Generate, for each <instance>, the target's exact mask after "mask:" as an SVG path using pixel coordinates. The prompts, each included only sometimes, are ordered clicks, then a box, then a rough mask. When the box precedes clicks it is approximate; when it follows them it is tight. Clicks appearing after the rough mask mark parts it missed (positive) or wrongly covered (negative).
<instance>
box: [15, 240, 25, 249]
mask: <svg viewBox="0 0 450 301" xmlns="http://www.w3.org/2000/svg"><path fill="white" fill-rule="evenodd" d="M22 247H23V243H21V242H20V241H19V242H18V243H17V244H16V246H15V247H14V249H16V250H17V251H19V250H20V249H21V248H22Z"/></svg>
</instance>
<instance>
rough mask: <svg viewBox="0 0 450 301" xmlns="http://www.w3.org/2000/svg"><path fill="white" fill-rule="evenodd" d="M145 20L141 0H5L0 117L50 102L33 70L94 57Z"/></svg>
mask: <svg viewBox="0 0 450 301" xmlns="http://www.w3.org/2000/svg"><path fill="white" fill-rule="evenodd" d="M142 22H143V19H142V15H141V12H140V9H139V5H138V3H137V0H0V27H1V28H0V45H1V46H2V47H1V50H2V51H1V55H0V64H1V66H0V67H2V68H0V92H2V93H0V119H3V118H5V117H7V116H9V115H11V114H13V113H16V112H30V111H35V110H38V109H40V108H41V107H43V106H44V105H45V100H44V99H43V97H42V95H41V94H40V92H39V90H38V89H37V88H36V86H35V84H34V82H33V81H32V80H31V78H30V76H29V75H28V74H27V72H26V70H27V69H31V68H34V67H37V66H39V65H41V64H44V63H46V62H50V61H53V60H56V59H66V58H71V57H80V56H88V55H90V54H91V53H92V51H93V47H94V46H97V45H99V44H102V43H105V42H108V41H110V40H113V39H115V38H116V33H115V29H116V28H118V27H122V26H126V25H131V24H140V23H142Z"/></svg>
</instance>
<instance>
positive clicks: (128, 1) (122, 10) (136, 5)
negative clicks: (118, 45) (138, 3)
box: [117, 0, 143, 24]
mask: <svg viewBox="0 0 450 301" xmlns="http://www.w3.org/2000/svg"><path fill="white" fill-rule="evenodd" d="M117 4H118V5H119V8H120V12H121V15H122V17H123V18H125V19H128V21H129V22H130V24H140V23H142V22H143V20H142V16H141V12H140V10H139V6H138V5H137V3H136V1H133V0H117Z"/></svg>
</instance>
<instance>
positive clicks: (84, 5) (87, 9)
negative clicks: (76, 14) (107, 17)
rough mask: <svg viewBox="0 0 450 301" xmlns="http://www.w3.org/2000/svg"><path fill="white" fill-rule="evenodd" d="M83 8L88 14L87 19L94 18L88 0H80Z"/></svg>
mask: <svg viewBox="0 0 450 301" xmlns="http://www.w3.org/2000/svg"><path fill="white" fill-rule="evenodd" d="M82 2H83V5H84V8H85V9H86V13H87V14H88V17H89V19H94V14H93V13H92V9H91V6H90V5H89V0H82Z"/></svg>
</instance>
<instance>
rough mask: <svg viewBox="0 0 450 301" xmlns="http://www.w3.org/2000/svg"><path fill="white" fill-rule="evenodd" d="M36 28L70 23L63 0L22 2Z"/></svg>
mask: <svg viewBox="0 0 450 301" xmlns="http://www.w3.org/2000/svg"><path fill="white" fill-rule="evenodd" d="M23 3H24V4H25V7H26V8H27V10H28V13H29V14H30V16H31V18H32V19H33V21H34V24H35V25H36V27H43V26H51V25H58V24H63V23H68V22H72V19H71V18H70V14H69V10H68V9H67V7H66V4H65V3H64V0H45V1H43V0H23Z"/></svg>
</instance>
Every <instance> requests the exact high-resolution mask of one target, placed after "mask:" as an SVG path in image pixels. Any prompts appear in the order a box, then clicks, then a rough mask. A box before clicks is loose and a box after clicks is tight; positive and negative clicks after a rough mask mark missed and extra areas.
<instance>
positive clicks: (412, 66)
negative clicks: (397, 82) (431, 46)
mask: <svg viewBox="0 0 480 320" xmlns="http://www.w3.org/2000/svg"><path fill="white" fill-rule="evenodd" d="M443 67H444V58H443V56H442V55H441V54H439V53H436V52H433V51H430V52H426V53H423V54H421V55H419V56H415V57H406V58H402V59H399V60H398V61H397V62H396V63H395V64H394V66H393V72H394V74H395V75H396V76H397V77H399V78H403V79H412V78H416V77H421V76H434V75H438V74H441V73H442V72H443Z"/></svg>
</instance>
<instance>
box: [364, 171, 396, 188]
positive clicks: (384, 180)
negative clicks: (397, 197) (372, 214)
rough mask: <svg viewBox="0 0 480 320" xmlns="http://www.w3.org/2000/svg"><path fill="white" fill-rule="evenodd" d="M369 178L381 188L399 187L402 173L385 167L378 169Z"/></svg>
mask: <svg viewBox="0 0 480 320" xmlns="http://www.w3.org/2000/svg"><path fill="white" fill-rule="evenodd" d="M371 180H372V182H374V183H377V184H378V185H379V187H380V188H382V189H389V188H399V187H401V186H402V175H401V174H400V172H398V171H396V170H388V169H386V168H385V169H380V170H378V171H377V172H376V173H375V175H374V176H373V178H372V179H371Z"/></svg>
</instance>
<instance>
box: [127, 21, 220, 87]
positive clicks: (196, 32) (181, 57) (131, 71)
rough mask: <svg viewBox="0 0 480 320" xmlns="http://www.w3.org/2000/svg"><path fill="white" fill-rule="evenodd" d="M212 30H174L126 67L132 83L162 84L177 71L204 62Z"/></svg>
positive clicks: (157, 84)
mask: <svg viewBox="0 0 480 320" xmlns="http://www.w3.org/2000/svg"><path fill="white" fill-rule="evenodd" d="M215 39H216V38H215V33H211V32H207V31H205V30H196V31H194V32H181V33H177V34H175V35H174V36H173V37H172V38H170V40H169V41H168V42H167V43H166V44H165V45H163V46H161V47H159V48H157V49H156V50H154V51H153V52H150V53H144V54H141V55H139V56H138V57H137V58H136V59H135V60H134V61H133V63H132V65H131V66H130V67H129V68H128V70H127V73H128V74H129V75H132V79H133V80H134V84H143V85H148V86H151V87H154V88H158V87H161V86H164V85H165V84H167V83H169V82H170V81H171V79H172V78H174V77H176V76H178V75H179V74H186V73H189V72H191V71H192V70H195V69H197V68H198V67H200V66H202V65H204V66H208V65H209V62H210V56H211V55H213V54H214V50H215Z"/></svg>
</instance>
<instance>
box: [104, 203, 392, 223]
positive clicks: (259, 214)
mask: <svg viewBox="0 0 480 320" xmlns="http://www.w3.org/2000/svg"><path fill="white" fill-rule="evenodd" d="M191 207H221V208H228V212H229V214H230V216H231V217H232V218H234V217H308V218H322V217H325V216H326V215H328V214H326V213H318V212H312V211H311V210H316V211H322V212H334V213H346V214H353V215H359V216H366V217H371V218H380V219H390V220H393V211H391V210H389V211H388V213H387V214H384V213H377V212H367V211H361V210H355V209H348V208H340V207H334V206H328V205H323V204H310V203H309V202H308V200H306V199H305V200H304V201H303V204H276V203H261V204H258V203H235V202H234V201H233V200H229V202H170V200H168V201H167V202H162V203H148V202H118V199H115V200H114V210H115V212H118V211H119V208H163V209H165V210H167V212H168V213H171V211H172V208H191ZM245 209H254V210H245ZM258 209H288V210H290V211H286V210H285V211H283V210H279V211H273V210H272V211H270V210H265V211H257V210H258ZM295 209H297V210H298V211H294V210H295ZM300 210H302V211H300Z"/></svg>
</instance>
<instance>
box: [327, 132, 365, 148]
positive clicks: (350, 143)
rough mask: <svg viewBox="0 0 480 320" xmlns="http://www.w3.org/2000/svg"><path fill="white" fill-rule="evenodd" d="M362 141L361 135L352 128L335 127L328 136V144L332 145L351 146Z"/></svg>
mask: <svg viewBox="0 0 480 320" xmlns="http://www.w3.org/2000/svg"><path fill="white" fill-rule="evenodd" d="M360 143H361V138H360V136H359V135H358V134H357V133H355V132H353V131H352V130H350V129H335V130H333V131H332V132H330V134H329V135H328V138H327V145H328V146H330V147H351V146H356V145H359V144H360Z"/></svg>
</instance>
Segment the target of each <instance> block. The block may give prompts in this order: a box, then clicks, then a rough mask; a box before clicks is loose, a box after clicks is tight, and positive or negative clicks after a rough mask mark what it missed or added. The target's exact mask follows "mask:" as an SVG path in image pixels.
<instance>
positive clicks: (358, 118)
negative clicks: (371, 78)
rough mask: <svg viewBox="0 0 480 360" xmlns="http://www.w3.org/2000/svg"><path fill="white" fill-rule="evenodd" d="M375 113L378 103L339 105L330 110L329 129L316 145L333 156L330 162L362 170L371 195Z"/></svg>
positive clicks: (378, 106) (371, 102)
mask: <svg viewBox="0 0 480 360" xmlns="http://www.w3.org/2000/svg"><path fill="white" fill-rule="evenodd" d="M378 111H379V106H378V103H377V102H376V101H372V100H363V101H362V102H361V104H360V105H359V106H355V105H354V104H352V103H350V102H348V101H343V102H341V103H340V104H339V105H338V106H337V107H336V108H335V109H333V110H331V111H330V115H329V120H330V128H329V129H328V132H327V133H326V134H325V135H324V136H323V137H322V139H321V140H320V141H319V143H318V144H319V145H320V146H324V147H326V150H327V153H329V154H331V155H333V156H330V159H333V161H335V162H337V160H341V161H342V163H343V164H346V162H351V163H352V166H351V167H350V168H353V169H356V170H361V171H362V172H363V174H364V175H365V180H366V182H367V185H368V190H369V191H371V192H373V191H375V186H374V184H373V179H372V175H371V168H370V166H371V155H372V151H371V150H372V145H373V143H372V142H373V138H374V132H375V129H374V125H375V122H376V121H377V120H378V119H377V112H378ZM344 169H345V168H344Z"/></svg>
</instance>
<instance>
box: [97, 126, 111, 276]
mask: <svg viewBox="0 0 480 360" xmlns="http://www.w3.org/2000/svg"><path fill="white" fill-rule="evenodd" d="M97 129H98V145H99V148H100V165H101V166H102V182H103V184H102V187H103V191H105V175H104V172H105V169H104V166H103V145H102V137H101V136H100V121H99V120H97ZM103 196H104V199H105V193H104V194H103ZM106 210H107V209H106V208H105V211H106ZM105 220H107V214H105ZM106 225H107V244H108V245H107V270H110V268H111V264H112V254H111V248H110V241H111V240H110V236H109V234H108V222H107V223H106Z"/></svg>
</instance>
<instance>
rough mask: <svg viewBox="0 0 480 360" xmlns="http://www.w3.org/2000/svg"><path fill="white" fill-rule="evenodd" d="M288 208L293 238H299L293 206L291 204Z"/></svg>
_ _ _ _ _
INSTRUCTIONS FOR THE TASK:
If a line above includes the word "each", count it; then give the final number by itself.

FINISHED TASK:
2